TO-DO LIST:
1) In the forum thread, which MATLAB function does the one-line initialization use to give every variable the same array of zeros?
2) Rewrite everything in the forum thread from "I was unable" down to "dData = np.zeros(n)", changing "datalogger" to "data recorder".

DOCUMENT TEXT:
I was unable to find anything describing how to do this, which leads to be believe I'm not doing this in the proper idiomatic Python way. Advice on the 'proper' Python way to do this would also be appreciated.
I have a bunch of variables for a datalogger I'm writing (arbitrary logging length, with a known maximum length). In MATLAB, I would initialize them all as 1-D arrays of zeros of length n, n bigger than the number of entries I would ever see, assign each individual element variable(measurement_no) = data_point in the logging loop, and trim off the extraneous zeros when the measurement was over. The initialization would look like this:
[dData gData cTotalEnergy cResFinal etc] = deal(zeros(n,1));
Is there a way to do this in Python/NumPy so I don't either have to put each variable on its own line:
dData = np.zeros(n)
gData = np.zeros(n)
etc.
I would also prefer not just make one big matrix, because keeping track of which column is which variable is unpleasant. Perhaps the solution is to make the (length x numvars) matrix, and assign the column slices out to individual variables?
EDIT: Assume I'm going to have a lot of vectors of the same length by the time this is over; e.g., my post-processing takes each log file, calculates a bunch of separate metrics (>50), stores them, and repeats until the logs are all processed. Then I generate histograms, means/maxes/sigmas/etc. for all the various metrics I computed. Since initializing 50+ vectors is clearly not easy in Python, what's the best (cleanest code and decent performance) way of doing this?
If you're really motivated to do this in a one-liner you could create an (n_vars, ...) array of zeros, then unpack it along the first dimension:
a, b, c = np.zeros((3, 5))
print(a is b)
# False
Another option is to use a list comprehension or a generator expression:
a, b, c = [np.zeros(5) for _ in range(3)] # list comprehension
d, e, f = (np.zeros(5) for _ in range(3)) # generator expression
print(a is b, d is e)

DATA EXCERPTS:

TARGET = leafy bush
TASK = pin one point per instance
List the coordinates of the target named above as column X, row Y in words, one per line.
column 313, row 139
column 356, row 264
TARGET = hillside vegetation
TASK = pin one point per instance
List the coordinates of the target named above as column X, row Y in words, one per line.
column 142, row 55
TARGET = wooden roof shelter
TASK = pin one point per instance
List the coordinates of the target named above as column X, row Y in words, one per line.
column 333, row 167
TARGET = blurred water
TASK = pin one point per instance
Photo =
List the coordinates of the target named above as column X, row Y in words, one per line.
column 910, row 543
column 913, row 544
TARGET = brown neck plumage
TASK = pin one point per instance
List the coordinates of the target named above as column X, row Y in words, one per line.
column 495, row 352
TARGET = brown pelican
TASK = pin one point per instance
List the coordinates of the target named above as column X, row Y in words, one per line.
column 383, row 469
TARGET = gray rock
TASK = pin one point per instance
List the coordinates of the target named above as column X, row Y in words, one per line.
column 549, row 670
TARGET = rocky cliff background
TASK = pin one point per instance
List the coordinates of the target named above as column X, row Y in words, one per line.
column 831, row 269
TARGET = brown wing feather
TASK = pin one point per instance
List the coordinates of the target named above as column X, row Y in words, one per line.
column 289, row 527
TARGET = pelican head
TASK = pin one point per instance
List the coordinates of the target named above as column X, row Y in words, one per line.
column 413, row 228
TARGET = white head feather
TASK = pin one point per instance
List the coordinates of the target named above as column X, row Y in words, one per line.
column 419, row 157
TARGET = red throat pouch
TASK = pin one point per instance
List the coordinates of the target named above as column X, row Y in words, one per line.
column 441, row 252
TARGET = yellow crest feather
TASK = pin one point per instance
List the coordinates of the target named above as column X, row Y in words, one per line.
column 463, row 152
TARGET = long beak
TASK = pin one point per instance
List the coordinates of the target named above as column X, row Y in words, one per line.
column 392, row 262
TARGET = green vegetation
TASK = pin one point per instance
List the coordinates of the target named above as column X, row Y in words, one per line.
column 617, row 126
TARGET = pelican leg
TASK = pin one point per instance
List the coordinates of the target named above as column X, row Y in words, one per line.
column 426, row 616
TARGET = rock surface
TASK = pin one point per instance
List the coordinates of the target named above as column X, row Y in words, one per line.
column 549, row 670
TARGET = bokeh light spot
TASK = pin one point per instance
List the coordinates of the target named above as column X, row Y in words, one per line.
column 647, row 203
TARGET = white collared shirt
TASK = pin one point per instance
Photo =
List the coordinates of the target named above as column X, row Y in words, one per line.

RESPONSES FOR EACH TASK:
1) deal

2)
I was unable to find anything describing how to do this, which leads to be believe I'm not doing this in the proper idiomatic Python way. Advice on the 'proper' Python way to do this would also be appreciated.
I have a bunch of variables for a data recorder I'm writing (arbitrary logging length, with a known maximum length). In MATLAB, I would initialize them all as 1-D arrays of zeros of length n, n bigger than the number of entries I would ever see, assign each individual element variable(measurement_no) = data_point in the logging loop, and trim off the extraneous zeros when the measurement was over. The initialization would look like this:
[dData gData cTotalEnergy cResFinal etc] = deal(zeros(n,1));
Is there a way to do this in Python/NumPy so I don't either have to put each variable on its own line:
dData = np.zeros(n)